Work required: Output the complete listing exactly, please, and keep the pictures out of it.
+---+
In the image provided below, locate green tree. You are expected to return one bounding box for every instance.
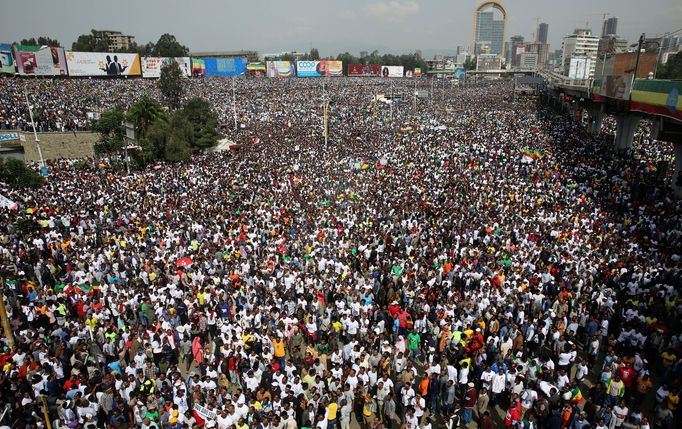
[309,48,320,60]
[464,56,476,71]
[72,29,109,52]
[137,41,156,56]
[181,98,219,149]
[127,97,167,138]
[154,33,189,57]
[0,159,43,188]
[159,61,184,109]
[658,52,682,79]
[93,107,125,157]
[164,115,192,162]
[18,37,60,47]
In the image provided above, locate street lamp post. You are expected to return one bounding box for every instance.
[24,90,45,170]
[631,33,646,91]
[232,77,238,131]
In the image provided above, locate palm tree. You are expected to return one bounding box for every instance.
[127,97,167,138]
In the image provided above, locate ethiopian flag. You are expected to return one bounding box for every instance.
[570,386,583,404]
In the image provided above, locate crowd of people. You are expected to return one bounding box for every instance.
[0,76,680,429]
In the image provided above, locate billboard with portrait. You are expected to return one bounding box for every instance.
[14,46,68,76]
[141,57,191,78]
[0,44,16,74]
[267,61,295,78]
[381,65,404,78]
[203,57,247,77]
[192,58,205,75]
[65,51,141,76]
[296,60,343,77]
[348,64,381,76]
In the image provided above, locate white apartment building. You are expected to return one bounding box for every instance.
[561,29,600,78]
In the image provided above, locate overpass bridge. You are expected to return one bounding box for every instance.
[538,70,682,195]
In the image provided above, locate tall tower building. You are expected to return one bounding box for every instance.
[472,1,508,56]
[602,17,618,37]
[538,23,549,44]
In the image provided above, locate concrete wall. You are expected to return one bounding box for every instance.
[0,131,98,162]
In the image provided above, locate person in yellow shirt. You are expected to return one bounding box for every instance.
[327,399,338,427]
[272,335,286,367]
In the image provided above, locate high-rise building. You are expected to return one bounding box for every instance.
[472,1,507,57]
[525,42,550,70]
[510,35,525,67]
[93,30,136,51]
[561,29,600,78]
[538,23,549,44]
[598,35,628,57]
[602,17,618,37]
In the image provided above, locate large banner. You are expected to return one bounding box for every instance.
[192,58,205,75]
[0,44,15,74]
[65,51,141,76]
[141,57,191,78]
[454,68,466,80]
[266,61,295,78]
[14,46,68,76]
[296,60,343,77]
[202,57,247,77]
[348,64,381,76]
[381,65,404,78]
+---+
Exercise response:
In the image provided below, locate green tree. You are expected to return one bounding box for every instance.
[309,48,320,60]
[464,56,476,71]
[72,29,109,52]
[137,41,156,56]
[181,98,219,149]
[127,97,167,138]
[154,33,189,57]
[0,159,43,188]
[159,61,184,109]
[658,52,682,79]
[93,107,125,157]
[164,115,192,162]
[18,37,60,47]
In the image provided above, locate street lamp post. You are expected to return one bounding box for every instance.
[24,90,45,170]
[631,33,646,91]
[232,77,238,131]
In the image provided above, locate palm tree. You are expected to return one bounding box for every instance.
[127,97,167,138]
In the image provided above, locate ethiopian flag. You are expected to return one bounding box for every instance.
[570,386,583,404]
In the image provided above, locate crowd of people. You are expected to return one bounding box for every instance.
[0,76,680,429]
In the image provided above, locate billboard with portrait. You are expected to return one bounding box for every instance.
[14,46,68,76]
[141,57,191,78]
[0,44,16,74]
[267,61,295,78]
[381,65,404,78]
[203,57,247,77]
[192,58,205,75]
[65,51,141,76]
[296,60,343,77]
[348,64,381,76]
In the image provided above, locate white apartment building. You are expected to return one bounding box for every instance.
[561,29,600,78]
In the image provided above, locate overpass bridge. You are expected to return one bounding box for every instance.
[538,70,682,195]
In the image provided above, locate tall tower building. You are expected to return one bounding box for every instance.
[472,1,508,56]
[602,17,618,37]
[538,23,549,44]
In the image provided above, locate concrete wall. You are expected to return one bounding box for every instance.
[0,131,98,162]
In the image provided above, locate person in yellow shirt. You are expected to return one bounding box for every instance.
[327,399,338,427]
[272,335,286,367]
In the image provided above, locate high-rise building. You are expected to return one bounding box for every instance.
[472,1,507,57]
[525,42,550,70]
[510,35,525,67]
[93,30,136,51]
[561,29,600,78]
[538,23,549,44]
[598,35,628,57]
[602,17,618,37]
In the image provided above, locate large banner. You are expected to return one bounding box for every instance.
[192,58,205,75]
[0,44,15,74]
[65,51,141,76]
[141,57,191,78]
[454,68,466,80]
[266,61,295,78]
[14,46,68,76]
[296,60,343,77]
[202,57,247,77]
[348,64,381,76]
[381,65,404,78]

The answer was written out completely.